__GIVEN PROBLEM__
List every name that the jam-making passage below gives to underset jars of jam.
══ SELECTED EXCERPT
I’ve made a lot of jam in my canning career. Between the years I logged as a kid helping my mom and all the many batches I’ve made as an adult, I’ve stirred and canned enough sweet preserves to fill a generously sized kiddie pool.

One thing I’ve learned in those hours over a canning kettle is that jam making is a lot like life. It’s not always going to be perfect, but you can almost always turn it into something useful and good.

When I teach jam making classes, one point I always emphasize is that you have two choices when you make a sweet preserve and it doesn’t turn out as you intended. You can either stress about it and try to redo it (and even then, you still might not be able to exactly hit your texture target), or you can change your expectations and move on.

I belong firmly to the school of changed expectations. Some days, I have a hell of a time getting my jam to set. As someone who prefers a softer set to start out with, this means that those underset jars are essentially sauce or syrup. So I call them just that. Instead of apologizing for my underset jam, I call these products sauce, or syrup or yogurt topping. I use them to glaze meat and tofu and I whisk them into vinaigrettes.
════
══ RECORDS SUPPLIED
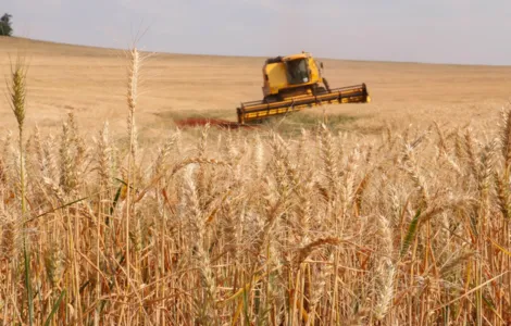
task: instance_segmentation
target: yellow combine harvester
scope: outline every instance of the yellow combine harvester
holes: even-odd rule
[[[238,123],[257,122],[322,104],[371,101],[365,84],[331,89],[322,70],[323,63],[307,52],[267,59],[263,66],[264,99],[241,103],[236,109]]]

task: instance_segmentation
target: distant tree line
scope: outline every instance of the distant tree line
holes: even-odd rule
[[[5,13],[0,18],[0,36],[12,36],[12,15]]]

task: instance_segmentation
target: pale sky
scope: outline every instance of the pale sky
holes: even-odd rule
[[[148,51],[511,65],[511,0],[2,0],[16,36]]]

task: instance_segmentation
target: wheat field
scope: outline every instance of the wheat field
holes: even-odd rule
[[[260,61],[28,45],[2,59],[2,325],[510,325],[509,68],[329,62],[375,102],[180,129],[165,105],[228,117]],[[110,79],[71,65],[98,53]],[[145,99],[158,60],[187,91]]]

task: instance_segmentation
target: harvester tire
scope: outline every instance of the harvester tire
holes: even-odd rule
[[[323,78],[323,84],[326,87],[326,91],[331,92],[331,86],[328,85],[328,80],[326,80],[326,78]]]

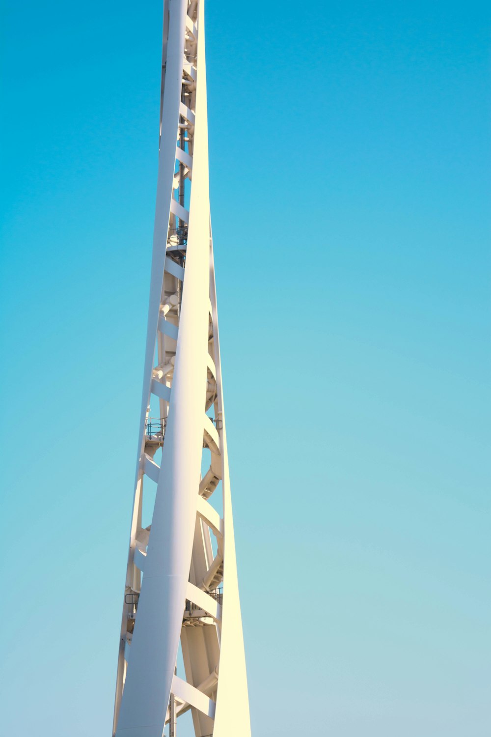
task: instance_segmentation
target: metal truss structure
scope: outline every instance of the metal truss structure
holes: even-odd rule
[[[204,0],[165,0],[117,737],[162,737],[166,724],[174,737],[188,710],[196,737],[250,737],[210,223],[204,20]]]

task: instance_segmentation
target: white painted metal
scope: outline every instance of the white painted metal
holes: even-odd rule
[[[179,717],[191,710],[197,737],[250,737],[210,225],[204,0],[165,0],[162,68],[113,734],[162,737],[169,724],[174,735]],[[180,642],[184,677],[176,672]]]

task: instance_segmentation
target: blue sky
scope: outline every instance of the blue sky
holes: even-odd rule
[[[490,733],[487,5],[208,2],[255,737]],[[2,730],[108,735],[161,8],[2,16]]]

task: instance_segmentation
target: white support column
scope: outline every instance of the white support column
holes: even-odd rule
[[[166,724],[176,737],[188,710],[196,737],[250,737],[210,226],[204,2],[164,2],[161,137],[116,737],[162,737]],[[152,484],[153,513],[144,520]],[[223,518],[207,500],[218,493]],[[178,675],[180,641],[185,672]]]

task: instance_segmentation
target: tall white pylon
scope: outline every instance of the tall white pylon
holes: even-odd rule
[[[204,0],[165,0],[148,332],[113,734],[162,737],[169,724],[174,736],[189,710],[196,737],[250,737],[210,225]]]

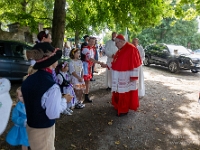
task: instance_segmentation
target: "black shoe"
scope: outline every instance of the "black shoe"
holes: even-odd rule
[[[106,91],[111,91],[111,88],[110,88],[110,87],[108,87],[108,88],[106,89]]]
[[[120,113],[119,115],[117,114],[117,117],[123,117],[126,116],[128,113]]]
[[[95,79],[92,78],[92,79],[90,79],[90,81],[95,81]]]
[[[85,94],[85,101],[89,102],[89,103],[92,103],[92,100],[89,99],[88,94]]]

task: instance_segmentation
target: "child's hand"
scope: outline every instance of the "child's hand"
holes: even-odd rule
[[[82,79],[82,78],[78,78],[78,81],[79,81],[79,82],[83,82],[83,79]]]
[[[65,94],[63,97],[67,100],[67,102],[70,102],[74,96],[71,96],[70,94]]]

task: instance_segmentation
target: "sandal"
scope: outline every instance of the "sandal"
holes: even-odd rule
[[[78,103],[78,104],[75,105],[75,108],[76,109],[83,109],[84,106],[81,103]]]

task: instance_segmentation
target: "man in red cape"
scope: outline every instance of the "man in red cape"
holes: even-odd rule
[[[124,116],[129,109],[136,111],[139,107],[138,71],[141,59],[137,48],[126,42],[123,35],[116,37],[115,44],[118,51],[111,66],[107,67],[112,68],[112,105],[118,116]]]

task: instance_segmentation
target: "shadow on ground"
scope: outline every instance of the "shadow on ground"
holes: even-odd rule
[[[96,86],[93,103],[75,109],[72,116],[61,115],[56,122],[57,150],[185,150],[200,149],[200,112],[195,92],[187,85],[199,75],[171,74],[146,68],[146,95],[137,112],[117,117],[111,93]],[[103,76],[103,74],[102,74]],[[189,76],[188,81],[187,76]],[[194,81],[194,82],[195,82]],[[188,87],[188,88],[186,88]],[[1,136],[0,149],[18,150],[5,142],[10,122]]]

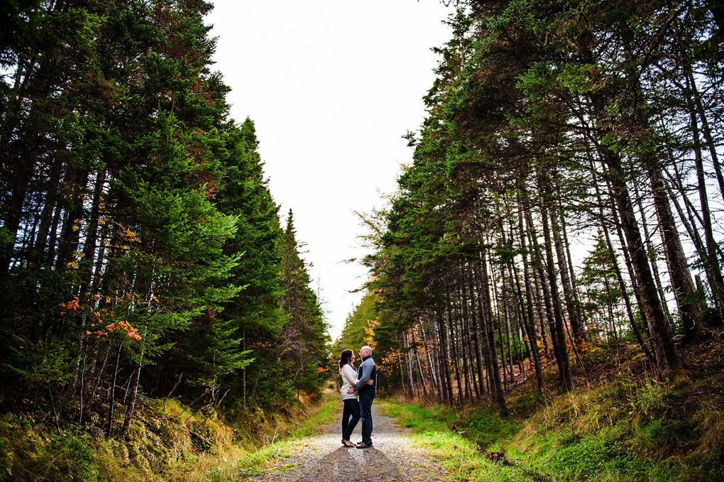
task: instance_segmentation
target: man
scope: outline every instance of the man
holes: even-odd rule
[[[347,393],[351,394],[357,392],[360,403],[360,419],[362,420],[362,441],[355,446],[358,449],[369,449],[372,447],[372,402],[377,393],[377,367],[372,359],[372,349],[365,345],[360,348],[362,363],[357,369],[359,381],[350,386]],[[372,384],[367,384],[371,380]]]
════
__COMPLETED TASK__
sauce, syrup, yogurt topping